-- START OF TASK DATA --

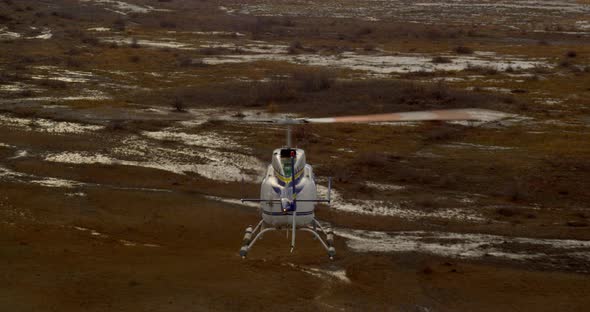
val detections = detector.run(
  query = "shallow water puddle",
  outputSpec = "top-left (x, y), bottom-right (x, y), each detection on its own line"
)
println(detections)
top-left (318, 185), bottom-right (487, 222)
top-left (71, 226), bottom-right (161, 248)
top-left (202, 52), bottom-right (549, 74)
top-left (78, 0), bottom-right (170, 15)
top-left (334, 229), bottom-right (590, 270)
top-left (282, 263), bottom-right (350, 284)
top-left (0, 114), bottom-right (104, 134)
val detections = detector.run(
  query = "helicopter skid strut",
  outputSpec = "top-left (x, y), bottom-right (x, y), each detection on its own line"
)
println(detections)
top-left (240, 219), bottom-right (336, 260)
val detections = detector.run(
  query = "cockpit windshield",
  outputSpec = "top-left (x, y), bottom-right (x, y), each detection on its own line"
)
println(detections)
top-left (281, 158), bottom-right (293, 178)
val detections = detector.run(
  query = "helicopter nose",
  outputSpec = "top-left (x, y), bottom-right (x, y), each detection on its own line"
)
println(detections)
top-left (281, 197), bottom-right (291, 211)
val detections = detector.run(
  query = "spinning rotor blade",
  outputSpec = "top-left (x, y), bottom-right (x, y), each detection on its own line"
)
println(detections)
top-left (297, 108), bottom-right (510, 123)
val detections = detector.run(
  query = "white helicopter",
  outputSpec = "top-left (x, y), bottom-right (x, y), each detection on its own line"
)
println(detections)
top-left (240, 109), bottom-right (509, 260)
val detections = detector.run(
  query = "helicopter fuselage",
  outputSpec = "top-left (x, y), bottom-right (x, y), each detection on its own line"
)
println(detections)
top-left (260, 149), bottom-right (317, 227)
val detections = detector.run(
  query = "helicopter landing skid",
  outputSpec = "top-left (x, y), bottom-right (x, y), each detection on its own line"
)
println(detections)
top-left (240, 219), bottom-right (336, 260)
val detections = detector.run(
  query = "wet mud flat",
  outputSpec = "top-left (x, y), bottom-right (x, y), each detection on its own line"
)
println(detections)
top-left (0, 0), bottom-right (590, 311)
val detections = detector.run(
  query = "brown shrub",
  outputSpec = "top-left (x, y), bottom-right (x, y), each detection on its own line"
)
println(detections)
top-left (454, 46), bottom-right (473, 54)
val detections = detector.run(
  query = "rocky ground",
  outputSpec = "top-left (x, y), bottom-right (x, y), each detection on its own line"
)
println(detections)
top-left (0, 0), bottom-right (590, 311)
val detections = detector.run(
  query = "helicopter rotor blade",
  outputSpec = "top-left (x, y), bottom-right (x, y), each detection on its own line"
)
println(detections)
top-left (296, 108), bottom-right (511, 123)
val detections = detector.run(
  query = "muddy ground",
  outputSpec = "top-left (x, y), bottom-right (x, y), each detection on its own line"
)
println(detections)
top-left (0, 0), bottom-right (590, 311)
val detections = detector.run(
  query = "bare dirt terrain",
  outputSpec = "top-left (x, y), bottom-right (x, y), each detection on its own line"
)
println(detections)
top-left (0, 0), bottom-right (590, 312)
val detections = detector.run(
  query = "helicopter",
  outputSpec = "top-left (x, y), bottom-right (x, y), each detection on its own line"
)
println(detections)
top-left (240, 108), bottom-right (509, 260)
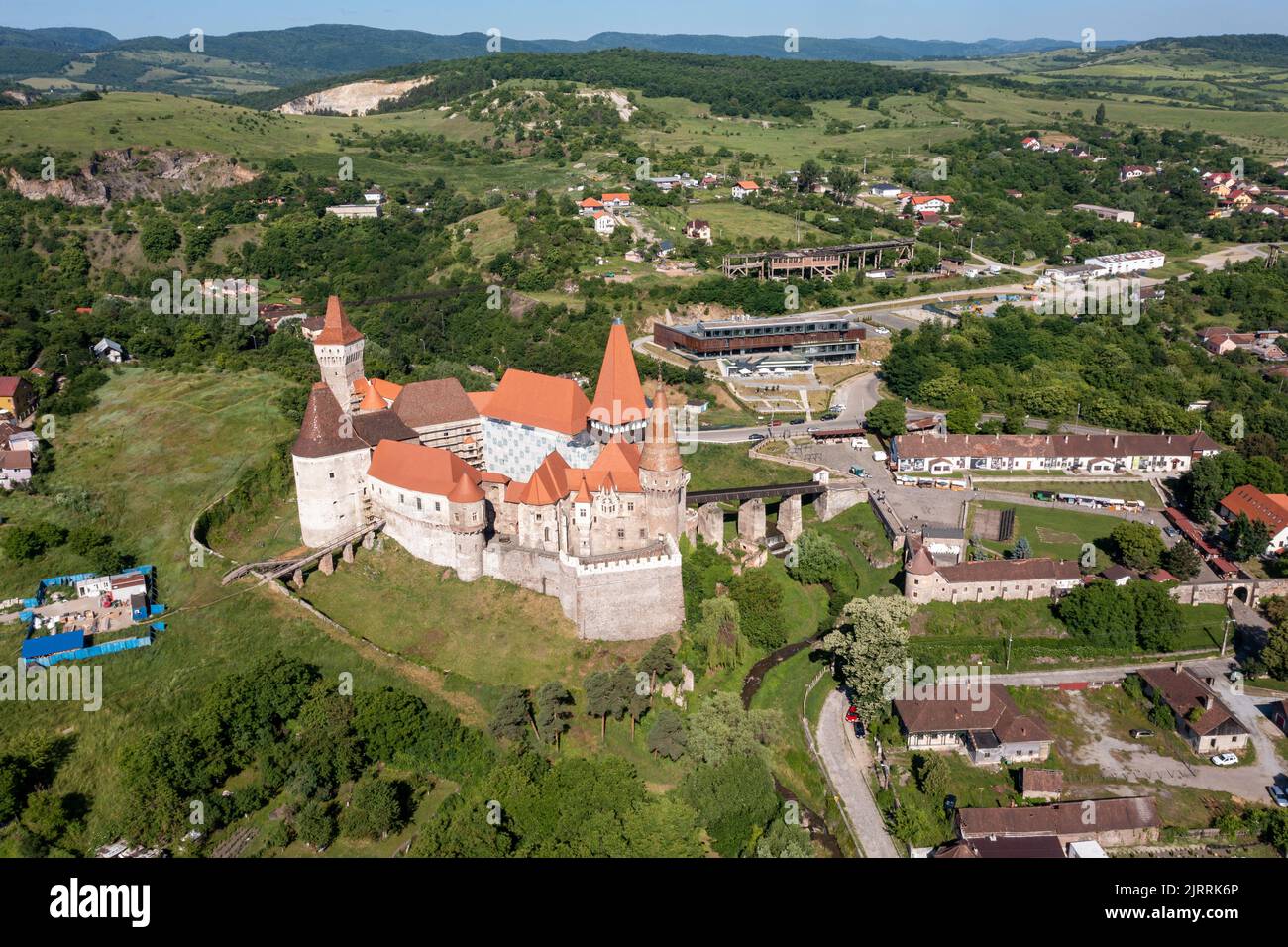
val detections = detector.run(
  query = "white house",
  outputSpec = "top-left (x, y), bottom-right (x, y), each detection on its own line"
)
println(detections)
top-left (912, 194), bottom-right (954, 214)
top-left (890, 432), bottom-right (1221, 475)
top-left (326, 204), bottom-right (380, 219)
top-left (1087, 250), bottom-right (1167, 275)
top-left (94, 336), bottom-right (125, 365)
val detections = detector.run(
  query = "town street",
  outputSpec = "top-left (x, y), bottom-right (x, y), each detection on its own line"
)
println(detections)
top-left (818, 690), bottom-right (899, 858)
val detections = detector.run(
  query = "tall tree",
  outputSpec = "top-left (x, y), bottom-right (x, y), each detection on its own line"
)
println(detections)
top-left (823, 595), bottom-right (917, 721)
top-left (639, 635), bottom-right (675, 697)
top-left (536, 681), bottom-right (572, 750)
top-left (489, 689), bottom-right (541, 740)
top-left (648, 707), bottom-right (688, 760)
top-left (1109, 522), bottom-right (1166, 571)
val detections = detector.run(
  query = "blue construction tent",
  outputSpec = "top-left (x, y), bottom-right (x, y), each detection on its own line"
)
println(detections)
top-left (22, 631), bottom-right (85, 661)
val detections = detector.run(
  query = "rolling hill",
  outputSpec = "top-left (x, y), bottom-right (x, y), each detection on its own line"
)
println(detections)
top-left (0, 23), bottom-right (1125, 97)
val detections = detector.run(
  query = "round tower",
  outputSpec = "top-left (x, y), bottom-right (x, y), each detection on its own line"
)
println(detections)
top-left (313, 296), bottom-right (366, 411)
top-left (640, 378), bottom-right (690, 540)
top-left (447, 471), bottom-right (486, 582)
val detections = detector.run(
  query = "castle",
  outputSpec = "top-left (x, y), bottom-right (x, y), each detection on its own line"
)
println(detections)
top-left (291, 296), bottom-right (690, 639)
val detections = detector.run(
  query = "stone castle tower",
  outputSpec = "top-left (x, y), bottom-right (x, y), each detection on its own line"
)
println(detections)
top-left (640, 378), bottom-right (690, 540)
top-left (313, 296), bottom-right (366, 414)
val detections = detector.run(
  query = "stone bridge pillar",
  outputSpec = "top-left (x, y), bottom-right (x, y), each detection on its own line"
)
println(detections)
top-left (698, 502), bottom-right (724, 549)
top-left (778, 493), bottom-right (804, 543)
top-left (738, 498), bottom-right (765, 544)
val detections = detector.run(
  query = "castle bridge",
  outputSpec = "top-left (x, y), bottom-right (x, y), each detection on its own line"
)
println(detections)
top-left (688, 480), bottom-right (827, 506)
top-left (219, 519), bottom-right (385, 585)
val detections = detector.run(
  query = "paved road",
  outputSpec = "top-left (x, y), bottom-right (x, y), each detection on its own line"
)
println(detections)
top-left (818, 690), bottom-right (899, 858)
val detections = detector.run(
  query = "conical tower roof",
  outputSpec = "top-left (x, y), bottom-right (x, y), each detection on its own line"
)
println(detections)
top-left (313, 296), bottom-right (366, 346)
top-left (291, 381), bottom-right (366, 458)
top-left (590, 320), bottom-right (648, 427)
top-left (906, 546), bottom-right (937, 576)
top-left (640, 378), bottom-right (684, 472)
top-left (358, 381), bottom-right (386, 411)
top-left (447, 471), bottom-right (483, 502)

-- END OF TASK DATA --

GOAL OF THE EXERCISE:
Please copy out all of the lines above without changing anything, and leave the pictures out of your answer.

TASK SOLUTION:
val detections = detector.run(
  query = "shallow water puddle",
  outputSpec = "top-left (x, y), bottom-right (x, y), each detection on its own line"
)
println(detections)
top-left (318, 185), bottom-right (487, 222)
top-left (71, 226), bottom-right (161, 248)
top-left (202, 52), bottom-right (549, 74)
top-left (78, 0), bottom-right (170, 15)
top-left (334, 229), bottom-right (590, 270)
top-left (282, 263), bottom-right (350, 284)
top-left (0, 114), bottom-right (104, 134)
val detections = detector.run(
  query = "helicopter skid strut",
  outputSpec = "top-left (x, y), bottom-right (x, y), each detection on its own line"
)
println(detections)
top-left (240, 219), bottom-right (336, 260)
val detections = detector.run(
  query = "cockpit windshield",
  outputSpec = "top-left (x, y), bottom-right (x, y), each detection on its own line"
)
println(detections)
top-left (281, 158), bottom-right (293, 178)
val detections = detector.run(
  query = "helicopter nose",
  outputSpec = "top-left (x, y), bottom-right (x, y), each detection on its own line"
)
println(detections)
top-left (281, 197), bottom-right (291, 211)
val detections = detector.run(
  query = "spinning rotor blade",
  outputSpec = "top-left (x, y), bottom-right (x, y), each detection on its own line"
)
println(detections)
top-left (297, 108), bottom-right (510, 123)
val detections = detector.run(
  query = "white helicopter",
  outputSpec = "top-left (x, y), bottom-right (x, y), each detection on its own line"
)
println(detections)
top-left (240, 109), bottom-right (509, 260)
val detections = detector.run(
  query = "helicopter fuselage",
  outputSpec = "top-left (x, y), bottom-right (x, y), each detection on its own line"
)
println(detections)
top-left (260, 149), bottom-right (317, 227)
val detections = detector.run(
  query = "helicopter landing skid",
  outputSpec = "top-left (x, y), bottom-right (x, y), each detection on its own line"
)
println(detections)
top-left (240, 219), bottom-right (336, 260)
val detections = detector.run(
  query = "wet mud flat",
  outputSpec = "top-left (x, y), bottom-right (x, y), each detection on its own line"
)
println(detections)
top-left (0, 0), bottom-right (590, 311)
val detections = detector.run(
  query = "brown shrub",
  outputSpec = "top-left (x, y), bottom-right (x, y), each detection on its own line"
)
println(detections)
top-left (454, 46), bottom-right (473, 54)
val detections = detector.run(
  query = "rocky ground",
  outputSpec = "top-left (x, y), bottom-right (x, y), each detection on its own line"
)
println(detections)
top-left (0, 0), bottom-right (590, 311)
val detections = detector.run(
  query = "helicopter rotor blade",
  outputSpec = "top-left (x, y), bottom-right (x, y), each detection on its own line"
)
println(detections)
top-left (296, 108), bottom-right (511, 123)
val detections = detector.run(
  query = "muddy ground",
  outputSpec = "top-left (x, y), bottom-right (x, y), each detection on its own line"
)
println(detections)
top-left (0, 0), bottom-right (590, 311)
val detections = detector.run(
  query = "bare dirt terrain",
  outputSpec = "top-left (x, y), bottom-right (x, y), each detection on its own line"
)
println(detections)
top-left (0, 0), bottom-right (590, 312)
val detections = detector.run(
  query = "helicopter",
  outputSpec = "top-left (x, y), bottom-right (x, y), each detection on its own line"
)
println(detections)
top-left (240, 108), bottom-right (509, 260)
val detections = detector.run(
  query = "white house",
  outputSpec = "top-left (x, y), bottom-right (x, y), each detection on its own line"
)
println(detections)
top-left (912, 194), bottom-right (954, 214)
top-left (890, 432), bottom-right (1221, 475)
top-left (326, 204), bottom-right (380, 219)
top-left (1087, 250), bottom-right (1167, 275)
top-left (94, 336), bottom-right (125, 365)
val detections = detector.run(
  query = "town street",
  outputSpec = "top-left (x, y), bottom-right (x, y), each detection on its own line"
)
println(detections)
top-left (818, 690), bottom-right (899, 858)
val detections = detector.run(
  query = "tall tree",
  outputSpec = "top-left (x, y), bottom-right (x, y), each detection on its own line"
)
println(detections)
top-left (823, 595), bottom-right (917, 721)
top-left (639, 635), bottom-right (675, 697)
top-left (536, 681), bottom-right (572, 750)
top-left (489, 689), bottom-right (541, 740)
top-left (648, 707), bottom-right (688, 760)
top-left (1109, 522), bottom-right (1166, 571)
val detections = detector.run(
  query = "blue construction tent",
  outputSpec = "top-left (x, y), bottom-right (x, y), each detection on its own line"
)
println(detections)
top-left (22, 631), bottom-right (85, 661)
val detections = detector.run(
  query = "rolling hill",
  outputSpec = "top-left (x, y), bottom-right (x, y), each detection on its own line"
)
println(detections)
top-left (0, 23), bottom-right (1125, 97)
val detections = detector.run(
  query = "round tower",
  outputSpec = "top-left (x, y), bottom-right (x, y), each detection on its own line"
)
println(detections)
top-left (313, 296), bottom-right (366, 411)
top-left (640, 378), bottom-right (690, 540)
top-left (447, 471), bottom-right (486, 582)
val detections = detector.run(
  query = "castle",
  outputSpec = "top-left (x, y), bottom-right (x, y), each detection on its own line"
)
println(detections)
top-left (291, 296), bottom-right (690, 639)
val detections = detector.run(
  query = "stone castle tower",
  outputSpec = "top-left (x, y), bottom-right (x, y), each detection on its own line"
)
println(detections)
top-left (640, 378), bottom-right (690, 540)
top-left (313, 296), bottom-right (366, 414)
val detections = detector.run(
  query = "stone bridge pillar",
  outputSpec = "top-left (x, y), bottom-right (x, y), each detection on its own line"
)
println(detections)
top-left (698, 502), bottom-right (724, 549)
top-left (778, 493), bottom-right (804, 543)
top-left (738, 498), bottom-right (765, 544)
val detections = detector.run(
  query = "castle bridge",
  outputSpec = "top-left (x, y), bottom-right (x, y), each detection on its own line"
)
println(detections)
top-left (688, 480), bottom-right (827, 506)
top-left (219, 519), bottom-right (385, 585)
val detections = detector.run(
  query = "paved road",
  outputSpec = "top-left (x, y), bottom-right (x, y), each detection on its own line"
)
println(detections)
top-left (818, 690), bottom-right (899, 858)
val detections = detector.run(
  query = "conical tower roof",
  outputSpec = "top-left (x, y), bottom-right (x, y), each detection on its own line"
)
println(detections)
top-left (313, 296), bottom-right (366, 346)
top-left (291, 381), bottom-right (366, 458)
top-left (590, 320), bottom-right (648, 427)
top-left (906, 546), bottom-right (937, 576)
top-left (640, 378), bottom-right (684, 472)
top-left (358, 381), bottom-right (386, 411)
top-left (447, 471), bottom-right (483, 502)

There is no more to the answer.